→ Given information
▼
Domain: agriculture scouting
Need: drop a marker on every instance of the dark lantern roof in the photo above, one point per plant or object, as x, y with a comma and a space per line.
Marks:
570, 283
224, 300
▲
→ Directive
Copy every line of the rows above word for word, changing nothing.

→ Response to the task
Domain: agriculture scouting
Need: drop a marker on every instance of the dark lantern roof in the photo above, one point per plant or object, as x, y with a comma and a space per line.
Marks:
570, 283
224, 300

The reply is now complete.